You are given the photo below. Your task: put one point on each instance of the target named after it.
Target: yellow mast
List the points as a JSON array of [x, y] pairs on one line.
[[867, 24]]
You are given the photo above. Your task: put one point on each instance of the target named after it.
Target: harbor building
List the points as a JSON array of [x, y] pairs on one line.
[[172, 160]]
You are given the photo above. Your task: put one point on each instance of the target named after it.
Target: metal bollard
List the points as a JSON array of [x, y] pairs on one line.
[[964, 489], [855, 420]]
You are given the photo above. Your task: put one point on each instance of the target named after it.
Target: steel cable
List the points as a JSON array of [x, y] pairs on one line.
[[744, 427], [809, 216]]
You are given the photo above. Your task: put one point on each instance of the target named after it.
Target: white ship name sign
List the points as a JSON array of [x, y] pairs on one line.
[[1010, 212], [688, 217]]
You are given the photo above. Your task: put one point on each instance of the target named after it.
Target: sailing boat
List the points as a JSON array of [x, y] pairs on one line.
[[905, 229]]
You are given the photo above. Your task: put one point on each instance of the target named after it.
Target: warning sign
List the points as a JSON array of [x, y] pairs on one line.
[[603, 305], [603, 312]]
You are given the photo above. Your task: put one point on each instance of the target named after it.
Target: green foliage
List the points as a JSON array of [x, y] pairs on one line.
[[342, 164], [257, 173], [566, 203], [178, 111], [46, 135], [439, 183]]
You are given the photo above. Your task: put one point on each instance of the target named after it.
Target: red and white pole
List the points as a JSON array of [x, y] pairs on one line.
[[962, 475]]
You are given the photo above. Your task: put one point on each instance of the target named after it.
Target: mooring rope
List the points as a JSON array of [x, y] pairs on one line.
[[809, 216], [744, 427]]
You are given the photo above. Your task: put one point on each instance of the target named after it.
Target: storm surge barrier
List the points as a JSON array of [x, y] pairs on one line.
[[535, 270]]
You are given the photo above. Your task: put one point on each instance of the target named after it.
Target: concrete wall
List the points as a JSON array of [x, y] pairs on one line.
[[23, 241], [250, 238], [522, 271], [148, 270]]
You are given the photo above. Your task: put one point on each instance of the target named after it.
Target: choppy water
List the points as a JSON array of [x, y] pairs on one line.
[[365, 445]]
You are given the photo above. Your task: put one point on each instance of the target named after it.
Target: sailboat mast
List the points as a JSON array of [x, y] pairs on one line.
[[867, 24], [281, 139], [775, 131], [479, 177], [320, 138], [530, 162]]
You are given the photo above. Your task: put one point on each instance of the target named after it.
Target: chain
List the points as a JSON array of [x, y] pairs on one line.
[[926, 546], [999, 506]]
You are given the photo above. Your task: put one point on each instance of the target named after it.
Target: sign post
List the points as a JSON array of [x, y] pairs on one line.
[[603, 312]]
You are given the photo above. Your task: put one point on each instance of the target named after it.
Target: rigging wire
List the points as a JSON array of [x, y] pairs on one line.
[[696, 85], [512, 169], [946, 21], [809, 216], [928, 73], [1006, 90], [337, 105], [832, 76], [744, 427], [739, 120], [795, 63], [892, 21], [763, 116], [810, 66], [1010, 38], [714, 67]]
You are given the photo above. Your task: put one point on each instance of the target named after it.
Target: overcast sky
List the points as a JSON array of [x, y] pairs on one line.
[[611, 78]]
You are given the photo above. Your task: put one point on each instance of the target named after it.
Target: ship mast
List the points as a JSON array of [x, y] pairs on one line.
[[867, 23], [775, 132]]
==========
_About this task:_ Print exactly the lines above from the one with "Target: concrete wall" to the one with "Target: sailboat mast", including both.

_Result:_
Target: concrete wall
List the points as a JSON array of [x, y] pairs on one line.
[[23, 241], [250, 238], [522, 271], [148, 270]]
You are given the photo above. Your task: put one point on each instance of the target named after it.
Target: choppy water
List the points as a JSON array of [x, y] pairs on one line.
[[365, 445]]
You are given the photo above. Your task: put one point on each instance of the target named after it.
Target: sailboat mast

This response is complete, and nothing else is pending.